The Auckland Star: WITH WHICH ARE INCORPORATED The Evening News, Morning News and The Echo.
SATURDAY, JUNE 12, 1926. THE MEANING OF COAL.
For the cause that lacks assistance, For the wrong that needs resistance, For the future in the distance, And the good that we can do.
Two important comments upon the crisis in the coal industry are supplied by recent cable messages from Home. One of these statements is to the effect that the closing down of the British mines has meant a great increase in exports from Continental coal-bearing areas; and Poland has already succeeded in capturing the Scandinavian coal markets from Britain. But an even more interesting light is thrown upon the present situation by the Earl of Birkenhead's warning that no settlement is possible which would permanently raise the price of coal, because manufacturers at Home are already driven to desperate straits in their effort to meet the competition of
foreign rivals. The facts and arguments to which we have referred should help our readers to understand the disastrous character of the collapse of Britain's coal industry. Its importance, indeed, can hardly be over-estimated, because coal production is not only a very extensive and profitable industry in itself, but it supplies the fuel and the motive power which are required for the maintenance of the British manufacturing system. It is more than half a century since Jevons compiled his epoch-making work on "The Coal Question," and even to-day comparatively few people appear to understand the extent to which coal has been a factor in the progress and prosperity of Britain, and still plays a dominating part in every phase and aspect of the nation's industrial and commercial life.

Collected data:
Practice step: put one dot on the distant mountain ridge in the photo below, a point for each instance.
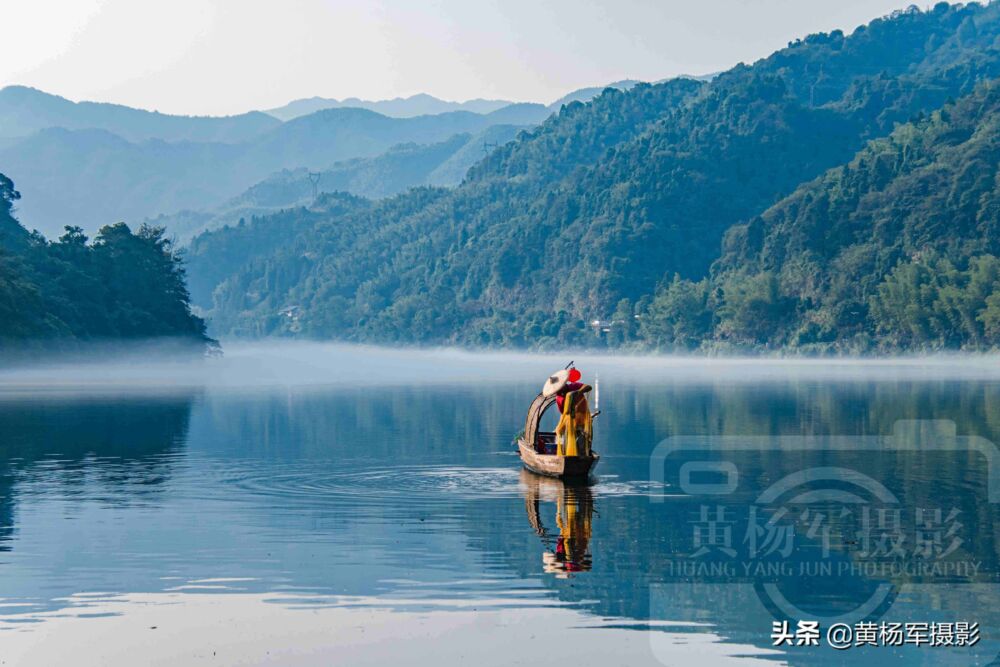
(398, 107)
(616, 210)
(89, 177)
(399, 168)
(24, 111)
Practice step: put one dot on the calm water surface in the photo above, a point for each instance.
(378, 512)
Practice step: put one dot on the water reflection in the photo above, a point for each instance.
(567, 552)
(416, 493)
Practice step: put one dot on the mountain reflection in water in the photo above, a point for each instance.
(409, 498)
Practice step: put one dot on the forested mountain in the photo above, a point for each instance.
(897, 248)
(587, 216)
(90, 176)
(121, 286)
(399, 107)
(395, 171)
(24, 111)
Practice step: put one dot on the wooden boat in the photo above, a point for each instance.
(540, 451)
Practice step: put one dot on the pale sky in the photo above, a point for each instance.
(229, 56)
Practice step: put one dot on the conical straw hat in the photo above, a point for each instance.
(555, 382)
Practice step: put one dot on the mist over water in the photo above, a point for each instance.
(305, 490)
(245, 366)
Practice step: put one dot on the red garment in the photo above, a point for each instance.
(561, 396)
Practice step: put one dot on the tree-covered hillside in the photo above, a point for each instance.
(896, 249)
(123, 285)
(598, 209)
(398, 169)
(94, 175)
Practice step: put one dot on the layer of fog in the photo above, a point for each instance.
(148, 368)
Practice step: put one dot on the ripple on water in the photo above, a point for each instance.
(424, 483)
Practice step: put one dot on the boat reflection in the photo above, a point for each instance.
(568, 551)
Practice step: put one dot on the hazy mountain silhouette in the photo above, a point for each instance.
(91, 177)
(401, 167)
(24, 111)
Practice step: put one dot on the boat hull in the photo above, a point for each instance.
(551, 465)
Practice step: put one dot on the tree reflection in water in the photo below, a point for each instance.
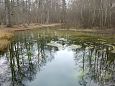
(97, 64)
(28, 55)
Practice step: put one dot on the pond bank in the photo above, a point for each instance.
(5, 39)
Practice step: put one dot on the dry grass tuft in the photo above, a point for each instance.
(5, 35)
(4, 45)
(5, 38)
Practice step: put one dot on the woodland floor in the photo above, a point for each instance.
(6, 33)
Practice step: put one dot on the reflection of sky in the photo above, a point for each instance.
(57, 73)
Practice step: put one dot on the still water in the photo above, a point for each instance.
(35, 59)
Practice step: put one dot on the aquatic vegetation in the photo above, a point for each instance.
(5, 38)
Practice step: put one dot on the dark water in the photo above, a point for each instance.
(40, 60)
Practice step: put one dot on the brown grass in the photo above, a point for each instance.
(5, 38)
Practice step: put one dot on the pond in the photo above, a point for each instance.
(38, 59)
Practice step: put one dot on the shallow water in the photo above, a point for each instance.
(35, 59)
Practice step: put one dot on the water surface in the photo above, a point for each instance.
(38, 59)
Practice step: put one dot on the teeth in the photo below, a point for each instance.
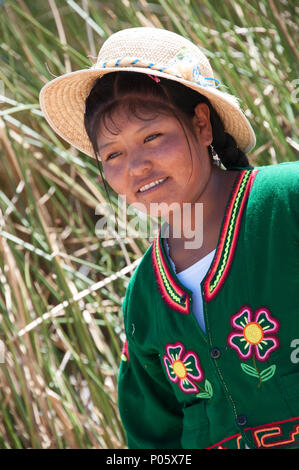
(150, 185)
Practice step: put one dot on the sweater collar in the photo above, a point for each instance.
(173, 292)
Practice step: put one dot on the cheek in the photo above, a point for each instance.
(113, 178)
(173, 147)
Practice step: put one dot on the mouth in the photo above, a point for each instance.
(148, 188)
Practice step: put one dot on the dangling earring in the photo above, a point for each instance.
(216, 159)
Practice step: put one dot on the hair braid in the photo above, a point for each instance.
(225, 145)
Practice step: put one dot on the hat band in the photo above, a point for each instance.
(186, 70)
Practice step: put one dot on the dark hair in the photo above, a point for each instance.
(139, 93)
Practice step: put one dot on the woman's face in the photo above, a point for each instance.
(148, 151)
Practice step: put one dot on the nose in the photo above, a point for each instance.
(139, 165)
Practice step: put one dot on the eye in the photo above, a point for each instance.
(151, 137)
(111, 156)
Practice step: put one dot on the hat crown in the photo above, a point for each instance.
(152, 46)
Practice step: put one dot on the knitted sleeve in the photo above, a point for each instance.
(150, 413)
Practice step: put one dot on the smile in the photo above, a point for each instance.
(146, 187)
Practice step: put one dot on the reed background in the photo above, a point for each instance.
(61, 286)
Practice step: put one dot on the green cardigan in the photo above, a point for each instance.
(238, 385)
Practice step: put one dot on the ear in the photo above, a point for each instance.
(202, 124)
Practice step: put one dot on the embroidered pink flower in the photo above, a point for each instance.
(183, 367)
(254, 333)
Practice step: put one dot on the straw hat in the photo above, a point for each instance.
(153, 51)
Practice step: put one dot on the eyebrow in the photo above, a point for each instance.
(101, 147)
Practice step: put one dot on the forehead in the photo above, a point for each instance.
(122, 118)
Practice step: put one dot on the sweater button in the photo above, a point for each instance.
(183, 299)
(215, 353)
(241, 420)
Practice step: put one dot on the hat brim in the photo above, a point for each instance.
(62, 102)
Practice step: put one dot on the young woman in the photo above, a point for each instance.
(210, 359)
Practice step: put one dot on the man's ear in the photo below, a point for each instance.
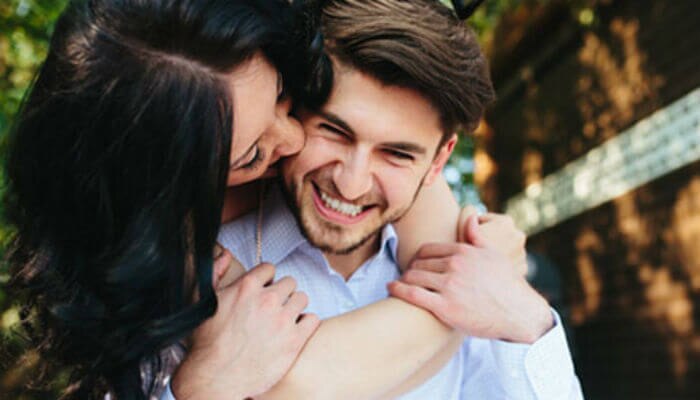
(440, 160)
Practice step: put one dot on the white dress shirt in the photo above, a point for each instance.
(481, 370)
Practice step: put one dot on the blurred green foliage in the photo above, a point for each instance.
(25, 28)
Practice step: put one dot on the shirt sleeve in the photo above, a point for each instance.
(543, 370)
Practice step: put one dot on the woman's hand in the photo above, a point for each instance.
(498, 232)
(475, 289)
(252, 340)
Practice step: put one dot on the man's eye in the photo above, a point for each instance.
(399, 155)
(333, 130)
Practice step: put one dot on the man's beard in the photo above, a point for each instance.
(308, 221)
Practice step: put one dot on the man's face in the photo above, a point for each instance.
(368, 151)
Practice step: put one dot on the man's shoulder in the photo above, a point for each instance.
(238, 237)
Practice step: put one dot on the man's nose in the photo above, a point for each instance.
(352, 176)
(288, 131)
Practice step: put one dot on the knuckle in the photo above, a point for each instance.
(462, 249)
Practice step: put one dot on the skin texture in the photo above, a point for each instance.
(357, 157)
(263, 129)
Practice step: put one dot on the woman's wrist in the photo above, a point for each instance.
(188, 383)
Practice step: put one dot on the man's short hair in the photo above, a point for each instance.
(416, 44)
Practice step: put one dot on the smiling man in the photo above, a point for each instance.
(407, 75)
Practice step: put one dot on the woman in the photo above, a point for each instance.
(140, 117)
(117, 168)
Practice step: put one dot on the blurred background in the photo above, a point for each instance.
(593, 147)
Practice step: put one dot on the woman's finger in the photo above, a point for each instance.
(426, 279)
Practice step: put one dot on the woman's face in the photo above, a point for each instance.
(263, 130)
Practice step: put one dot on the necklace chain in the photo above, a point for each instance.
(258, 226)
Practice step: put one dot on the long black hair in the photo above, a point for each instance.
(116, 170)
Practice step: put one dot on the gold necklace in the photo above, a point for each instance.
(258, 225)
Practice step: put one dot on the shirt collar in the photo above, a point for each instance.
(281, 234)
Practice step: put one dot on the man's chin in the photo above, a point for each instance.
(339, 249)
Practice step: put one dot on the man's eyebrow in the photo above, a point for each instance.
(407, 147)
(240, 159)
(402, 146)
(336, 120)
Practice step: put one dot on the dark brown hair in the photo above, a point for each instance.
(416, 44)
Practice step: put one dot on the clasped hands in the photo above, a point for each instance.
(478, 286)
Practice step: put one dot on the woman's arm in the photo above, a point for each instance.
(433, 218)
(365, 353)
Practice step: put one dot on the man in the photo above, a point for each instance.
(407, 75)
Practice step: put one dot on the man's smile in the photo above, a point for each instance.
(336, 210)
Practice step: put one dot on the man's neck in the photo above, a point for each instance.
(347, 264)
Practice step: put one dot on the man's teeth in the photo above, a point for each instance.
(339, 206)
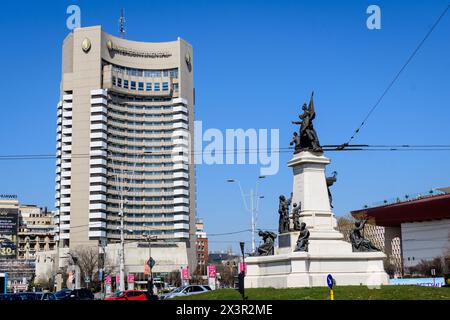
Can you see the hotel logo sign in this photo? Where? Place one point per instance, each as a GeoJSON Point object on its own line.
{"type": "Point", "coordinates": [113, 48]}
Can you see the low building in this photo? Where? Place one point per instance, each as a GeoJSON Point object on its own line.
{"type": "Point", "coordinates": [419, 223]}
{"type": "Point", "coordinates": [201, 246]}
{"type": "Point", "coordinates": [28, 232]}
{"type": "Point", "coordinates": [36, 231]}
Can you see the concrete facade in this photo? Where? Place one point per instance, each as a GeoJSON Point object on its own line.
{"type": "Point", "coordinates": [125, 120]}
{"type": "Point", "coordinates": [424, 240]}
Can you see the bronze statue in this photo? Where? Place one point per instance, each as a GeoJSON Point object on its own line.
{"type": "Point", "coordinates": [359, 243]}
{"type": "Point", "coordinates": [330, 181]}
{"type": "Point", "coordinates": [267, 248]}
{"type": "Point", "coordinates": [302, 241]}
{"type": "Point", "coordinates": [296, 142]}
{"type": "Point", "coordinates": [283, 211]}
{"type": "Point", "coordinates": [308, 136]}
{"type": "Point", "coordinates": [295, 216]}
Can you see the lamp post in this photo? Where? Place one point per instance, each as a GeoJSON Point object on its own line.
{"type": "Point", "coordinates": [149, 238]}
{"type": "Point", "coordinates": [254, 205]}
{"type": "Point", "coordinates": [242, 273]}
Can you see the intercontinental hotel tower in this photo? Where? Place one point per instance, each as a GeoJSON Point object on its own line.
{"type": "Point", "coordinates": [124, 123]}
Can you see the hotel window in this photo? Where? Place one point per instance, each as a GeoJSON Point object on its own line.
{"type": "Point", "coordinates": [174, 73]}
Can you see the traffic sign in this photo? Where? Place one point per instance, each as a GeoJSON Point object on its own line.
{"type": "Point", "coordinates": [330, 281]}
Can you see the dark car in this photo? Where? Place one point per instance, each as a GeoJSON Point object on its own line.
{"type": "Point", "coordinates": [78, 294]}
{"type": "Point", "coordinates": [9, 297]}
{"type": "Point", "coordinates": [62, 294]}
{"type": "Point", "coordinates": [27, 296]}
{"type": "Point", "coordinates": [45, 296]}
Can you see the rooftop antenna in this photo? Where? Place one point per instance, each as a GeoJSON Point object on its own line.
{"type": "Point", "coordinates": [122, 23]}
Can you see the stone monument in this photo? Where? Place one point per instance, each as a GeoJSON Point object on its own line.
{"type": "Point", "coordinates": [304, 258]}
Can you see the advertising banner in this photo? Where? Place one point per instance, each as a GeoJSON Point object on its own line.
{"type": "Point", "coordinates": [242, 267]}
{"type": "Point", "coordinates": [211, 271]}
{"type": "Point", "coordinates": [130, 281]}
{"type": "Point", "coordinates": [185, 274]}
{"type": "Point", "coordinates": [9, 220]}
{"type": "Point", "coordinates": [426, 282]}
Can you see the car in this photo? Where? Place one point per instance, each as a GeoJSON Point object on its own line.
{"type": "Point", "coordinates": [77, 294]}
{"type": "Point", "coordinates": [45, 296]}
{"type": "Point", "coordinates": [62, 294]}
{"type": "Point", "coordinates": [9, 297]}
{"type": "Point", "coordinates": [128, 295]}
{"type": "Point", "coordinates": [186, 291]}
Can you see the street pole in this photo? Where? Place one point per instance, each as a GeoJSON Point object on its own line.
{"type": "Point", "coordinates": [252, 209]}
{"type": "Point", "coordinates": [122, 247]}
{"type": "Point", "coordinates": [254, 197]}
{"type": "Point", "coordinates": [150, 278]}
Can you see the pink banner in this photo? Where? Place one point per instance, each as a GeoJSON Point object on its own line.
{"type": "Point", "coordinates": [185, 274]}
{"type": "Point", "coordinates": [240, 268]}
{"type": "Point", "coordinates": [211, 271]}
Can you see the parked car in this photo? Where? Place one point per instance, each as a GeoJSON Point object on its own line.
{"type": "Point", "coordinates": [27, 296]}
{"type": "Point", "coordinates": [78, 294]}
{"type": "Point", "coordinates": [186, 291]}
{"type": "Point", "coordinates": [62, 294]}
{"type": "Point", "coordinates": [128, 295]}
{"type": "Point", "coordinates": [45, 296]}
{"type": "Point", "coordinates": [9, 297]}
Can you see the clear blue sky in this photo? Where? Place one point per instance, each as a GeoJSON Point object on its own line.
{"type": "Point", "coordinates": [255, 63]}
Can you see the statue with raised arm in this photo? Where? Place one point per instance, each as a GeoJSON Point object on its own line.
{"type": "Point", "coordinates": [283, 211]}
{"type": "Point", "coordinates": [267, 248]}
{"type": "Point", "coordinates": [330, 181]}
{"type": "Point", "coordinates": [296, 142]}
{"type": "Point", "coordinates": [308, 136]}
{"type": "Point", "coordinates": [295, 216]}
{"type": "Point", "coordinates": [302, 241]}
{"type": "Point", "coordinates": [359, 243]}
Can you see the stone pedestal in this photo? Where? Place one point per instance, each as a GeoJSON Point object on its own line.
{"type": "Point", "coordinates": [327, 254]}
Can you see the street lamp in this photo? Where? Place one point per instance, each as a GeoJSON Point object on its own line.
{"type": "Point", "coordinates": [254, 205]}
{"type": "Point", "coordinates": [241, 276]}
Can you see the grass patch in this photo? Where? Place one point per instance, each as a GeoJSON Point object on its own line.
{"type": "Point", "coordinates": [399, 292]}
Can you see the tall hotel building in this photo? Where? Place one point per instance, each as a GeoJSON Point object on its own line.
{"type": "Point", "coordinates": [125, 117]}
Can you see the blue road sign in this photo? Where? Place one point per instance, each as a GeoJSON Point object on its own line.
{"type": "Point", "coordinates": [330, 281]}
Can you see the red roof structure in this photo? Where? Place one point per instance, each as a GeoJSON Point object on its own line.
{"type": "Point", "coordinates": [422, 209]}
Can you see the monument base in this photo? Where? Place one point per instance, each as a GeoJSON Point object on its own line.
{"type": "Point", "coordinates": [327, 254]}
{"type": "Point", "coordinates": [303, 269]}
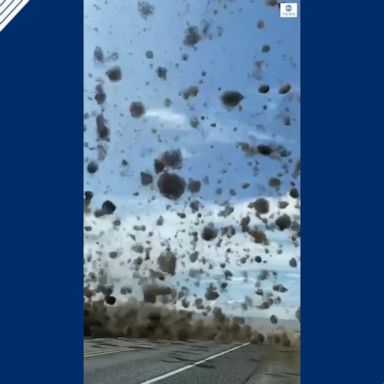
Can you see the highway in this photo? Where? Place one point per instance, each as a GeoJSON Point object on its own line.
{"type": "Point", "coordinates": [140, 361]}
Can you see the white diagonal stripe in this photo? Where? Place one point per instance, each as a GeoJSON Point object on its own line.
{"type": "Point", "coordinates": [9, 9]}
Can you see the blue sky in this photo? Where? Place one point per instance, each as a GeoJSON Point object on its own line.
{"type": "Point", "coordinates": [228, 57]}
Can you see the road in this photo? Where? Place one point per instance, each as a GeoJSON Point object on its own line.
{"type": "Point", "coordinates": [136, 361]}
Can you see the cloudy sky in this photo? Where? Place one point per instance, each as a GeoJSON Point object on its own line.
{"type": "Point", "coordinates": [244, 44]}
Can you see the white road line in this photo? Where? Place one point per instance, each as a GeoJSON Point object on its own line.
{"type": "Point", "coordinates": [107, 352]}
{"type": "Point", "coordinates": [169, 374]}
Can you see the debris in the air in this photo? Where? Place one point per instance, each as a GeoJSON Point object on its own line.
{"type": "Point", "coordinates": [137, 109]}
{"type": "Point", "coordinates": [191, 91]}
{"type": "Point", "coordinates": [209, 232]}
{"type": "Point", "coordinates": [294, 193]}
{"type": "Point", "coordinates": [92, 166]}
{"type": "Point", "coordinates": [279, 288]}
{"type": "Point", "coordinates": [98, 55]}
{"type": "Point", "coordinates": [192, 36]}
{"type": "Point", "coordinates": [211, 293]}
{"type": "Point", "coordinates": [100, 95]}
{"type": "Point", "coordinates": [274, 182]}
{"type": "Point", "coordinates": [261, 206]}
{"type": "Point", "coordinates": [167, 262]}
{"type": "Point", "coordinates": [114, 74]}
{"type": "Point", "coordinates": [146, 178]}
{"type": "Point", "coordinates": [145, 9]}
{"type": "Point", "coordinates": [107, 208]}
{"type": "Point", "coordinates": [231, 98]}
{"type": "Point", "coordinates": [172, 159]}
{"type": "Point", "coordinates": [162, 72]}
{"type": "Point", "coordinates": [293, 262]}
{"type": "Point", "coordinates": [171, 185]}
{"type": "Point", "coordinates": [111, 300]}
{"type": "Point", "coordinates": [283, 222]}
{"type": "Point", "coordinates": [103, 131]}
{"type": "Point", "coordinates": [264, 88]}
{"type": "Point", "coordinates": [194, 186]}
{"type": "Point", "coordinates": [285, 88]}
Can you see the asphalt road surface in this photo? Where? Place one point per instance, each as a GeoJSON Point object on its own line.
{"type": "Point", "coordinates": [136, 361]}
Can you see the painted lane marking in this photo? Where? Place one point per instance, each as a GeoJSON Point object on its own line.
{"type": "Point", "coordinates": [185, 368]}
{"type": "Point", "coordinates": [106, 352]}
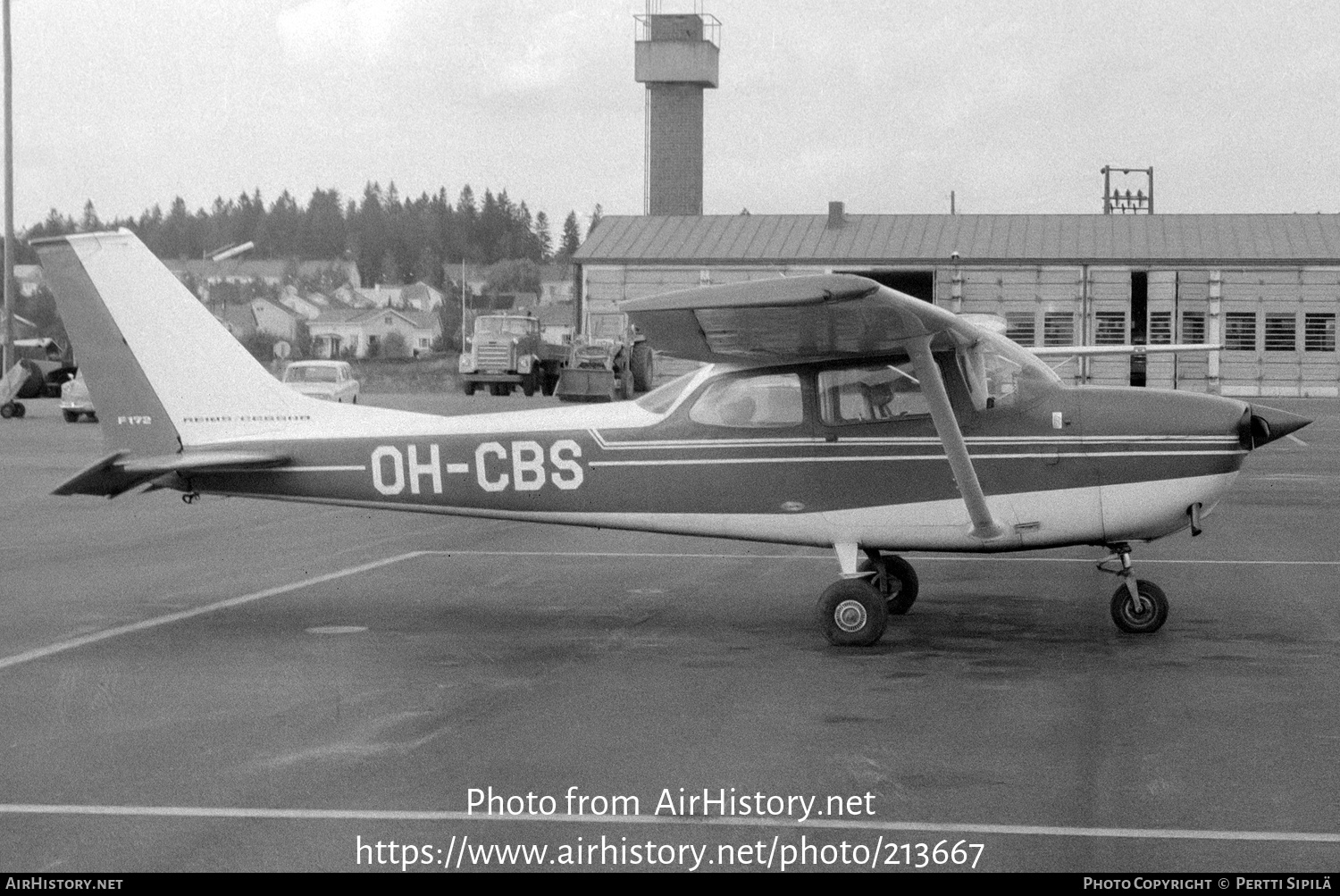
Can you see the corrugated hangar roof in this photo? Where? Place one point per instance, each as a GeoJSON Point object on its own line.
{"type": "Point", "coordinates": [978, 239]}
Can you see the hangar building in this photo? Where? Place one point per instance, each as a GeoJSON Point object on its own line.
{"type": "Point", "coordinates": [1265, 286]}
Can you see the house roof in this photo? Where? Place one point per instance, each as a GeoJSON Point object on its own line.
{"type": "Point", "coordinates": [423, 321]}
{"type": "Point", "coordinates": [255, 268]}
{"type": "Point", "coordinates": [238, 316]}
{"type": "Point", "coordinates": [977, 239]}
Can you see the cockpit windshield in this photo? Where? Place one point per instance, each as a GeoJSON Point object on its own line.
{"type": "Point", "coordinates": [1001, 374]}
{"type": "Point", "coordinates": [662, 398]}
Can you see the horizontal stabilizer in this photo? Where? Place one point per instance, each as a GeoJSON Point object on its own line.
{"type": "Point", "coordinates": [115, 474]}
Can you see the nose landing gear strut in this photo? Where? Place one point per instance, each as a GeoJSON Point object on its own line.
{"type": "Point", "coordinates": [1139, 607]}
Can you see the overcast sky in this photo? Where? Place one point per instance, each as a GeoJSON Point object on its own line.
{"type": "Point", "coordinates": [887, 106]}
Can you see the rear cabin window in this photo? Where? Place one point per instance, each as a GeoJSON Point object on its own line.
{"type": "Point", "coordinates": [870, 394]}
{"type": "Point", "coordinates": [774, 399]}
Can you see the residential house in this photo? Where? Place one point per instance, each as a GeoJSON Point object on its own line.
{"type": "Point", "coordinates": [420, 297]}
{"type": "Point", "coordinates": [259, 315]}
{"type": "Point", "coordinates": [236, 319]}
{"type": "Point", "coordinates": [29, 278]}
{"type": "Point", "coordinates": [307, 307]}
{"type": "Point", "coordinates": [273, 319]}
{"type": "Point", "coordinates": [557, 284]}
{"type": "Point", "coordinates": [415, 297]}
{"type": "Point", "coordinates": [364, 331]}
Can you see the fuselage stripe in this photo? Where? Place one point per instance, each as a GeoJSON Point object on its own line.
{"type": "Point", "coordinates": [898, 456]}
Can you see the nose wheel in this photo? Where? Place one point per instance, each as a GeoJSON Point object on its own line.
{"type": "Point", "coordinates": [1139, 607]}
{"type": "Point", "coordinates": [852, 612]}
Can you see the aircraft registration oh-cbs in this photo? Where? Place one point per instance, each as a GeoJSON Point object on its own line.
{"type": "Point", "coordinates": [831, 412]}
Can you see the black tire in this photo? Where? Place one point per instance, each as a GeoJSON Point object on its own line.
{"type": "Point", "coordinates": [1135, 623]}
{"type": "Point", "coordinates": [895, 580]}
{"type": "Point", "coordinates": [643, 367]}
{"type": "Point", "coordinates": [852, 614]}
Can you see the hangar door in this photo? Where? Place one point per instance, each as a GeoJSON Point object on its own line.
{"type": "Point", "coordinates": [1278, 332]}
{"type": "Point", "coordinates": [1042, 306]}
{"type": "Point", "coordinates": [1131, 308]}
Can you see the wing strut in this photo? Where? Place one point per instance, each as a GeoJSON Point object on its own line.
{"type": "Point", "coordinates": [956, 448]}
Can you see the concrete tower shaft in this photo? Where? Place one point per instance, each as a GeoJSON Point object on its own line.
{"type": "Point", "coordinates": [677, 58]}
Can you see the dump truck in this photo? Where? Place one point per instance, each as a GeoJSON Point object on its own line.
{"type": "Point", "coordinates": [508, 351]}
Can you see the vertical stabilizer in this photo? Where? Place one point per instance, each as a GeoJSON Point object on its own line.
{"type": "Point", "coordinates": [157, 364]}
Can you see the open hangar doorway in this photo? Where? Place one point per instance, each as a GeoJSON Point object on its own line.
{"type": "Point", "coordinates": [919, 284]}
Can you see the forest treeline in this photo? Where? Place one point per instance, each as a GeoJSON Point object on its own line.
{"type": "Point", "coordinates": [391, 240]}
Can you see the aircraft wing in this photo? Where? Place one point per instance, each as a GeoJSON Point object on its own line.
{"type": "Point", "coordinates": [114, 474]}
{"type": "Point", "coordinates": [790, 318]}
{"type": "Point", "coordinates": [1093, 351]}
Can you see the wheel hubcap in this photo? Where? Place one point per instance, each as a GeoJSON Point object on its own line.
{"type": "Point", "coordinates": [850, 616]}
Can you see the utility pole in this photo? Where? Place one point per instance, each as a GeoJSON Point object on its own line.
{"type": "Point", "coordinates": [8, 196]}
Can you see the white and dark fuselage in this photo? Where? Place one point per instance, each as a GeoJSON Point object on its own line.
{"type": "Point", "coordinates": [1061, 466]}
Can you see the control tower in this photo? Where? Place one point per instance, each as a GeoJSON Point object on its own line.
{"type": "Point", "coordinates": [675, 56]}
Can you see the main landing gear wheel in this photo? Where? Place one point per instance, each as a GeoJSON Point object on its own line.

What is asked:
1) In the coal editorial, write out the part between "The Auckland Star: WITH" and "that we can do.", inclusive, with "Evening News" renamed to "Evening Post".
2) According to the coal editorial, which country has already taken the Scandinavian coal markets from Britain?
3) Continue the coal editorial from where it stops.

Answers by task:
1)
The Auckland Star: WITH WHICH ARE INCORPORATED The Evening Post, Morning News and The Echo.
SATURDAY, JUNE 12, 1926. THE MEANING OF COAL.
For the cause that lacks assistance, For the wrong that needs resistance, For the future in the distance, And the good that we can do.

2) Poland.

3)
Jevons was the first, and in some ways' the greatest, of all the economic authorities who have maintained that the industrial greatness of Britain has been built up on cheap coal. And no one has emphasised more strongly the warning that because our coal supplies are not inexhaustible, the time must come when increasing cost of production will tend to raise the price of coal, relative to purchasing power, and thus administer a sudden and violent check to the expansion of Britain's industries and her seaborne trade. "We are drawing more and more upon a capital which yields no annual interest, but, once turned into light and heat and motive power, is "one for ever into space." Nor is there any indication that the substitution of oil or water power, or even electricity, will, so far as Britain is concerned, render the nation less dependent in the future upon this great "key industry."
It is, of course, impossible to import coal in large quantities with advantage, because it is bulky, and foreign charges are correspondingly heavy. But a large export of coal has always been in modern times an important factor in our seaborne commerce, because coal leaves Britain largely as ballast. "A great part of our shipping would have to leave our ports half empty unless there were some make-weight or natural supply of bulky cargo as back-carriage, to balance our heavy imports or raw materials and foodstuffs." Thus it is clear that, as Britain's industrial and commercial prosperity has been based on cheap coal, so her existence in an economic sense
depends upon its continuous production and sale. The mine-owners two year. ago pointed out that in' 1922 the whole of Britain's imported food was paid for by 64 days' output of coal. An' ample supply of cheap coal is thus indispensable if Britain is to recoup her recent losses and is not to fall rapidly behind her rivals in the struggle for commercial and industrial existence. In these facts consists the momentous and tragic significance of tbe coal crisis to-day.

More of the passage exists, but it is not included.